[Start of Attachment]

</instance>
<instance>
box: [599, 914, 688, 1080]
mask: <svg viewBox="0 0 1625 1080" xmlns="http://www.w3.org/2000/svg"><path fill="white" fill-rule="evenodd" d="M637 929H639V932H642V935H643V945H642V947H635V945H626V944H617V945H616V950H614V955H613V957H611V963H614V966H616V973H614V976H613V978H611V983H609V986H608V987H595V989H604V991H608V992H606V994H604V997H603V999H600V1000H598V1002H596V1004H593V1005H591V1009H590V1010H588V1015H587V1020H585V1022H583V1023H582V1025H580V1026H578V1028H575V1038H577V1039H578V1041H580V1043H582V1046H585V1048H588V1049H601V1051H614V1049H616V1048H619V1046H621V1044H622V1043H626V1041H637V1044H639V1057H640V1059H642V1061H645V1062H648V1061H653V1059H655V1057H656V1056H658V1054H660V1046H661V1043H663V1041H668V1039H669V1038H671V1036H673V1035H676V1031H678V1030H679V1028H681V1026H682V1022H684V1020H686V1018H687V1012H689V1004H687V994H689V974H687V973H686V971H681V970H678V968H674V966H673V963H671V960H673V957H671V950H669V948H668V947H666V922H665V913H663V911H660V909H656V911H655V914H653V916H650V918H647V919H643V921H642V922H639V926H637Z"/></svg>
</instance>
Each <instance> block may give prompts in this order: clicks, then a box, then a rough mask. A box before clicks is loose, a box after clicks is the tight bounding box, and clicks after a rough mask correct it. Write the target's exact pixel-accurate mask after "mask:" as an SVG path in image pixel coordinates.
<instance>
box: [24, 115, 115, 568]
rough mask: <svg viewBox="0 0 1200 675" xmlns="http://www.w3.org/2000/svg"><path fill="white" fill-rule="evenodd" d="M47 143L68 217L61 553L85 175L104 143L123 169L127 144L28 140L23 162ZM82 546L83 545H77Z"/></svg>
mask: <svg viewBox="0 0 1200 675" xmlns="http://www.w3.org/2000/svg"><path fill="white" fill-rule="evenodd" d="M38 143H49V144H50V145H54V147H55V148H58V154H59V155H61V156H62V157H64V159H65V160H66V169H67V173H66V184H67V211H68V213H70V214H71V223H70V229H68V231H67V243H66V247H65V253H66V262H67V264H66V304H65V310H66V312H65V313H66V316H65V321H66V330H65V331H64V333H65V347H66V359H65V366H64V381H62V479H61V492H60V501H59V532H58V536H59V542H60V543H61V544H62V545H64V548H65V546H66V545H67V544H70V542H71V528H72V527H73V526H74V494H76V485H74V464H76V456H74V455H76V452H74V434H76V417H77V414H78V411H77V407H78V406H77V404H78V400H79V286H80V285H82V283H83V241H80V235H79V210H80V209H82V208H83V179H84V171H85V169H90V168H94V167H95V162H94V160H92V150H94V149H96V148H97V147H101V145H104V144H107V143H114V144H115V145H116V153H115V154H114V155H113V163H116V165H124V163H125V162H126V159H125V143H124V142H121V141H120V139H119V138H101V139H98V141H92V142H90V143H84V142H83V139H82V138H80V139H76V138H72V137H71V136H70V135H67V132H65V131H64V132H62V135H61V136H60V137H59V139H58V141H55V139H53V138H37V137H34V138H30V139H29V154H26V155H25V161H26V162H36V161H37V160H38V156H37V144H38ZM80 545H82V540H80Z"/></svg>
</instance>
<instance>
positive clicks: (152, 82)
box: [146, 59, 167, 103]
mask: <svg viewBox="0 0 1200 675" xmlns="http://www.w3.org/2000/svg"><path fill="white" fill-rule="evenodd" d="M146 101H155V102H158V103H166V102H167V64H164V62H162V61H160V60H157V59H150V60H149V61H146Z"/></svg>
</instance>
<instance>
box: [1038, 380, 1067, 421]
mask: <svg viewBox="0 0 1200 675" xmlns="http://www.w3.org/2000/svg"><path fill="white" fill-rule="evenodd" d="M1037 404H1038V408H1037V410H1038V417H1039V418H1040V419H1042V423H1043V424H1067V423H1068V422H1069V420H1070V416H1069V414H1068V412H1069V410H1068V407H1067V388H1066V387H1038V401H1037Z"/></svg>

[End of Attachment]

[BRIEF]
How many lines above contain the string "clicks"? Case counts. Reply with the number alone.

[RESULT FOR THIS TASK]
2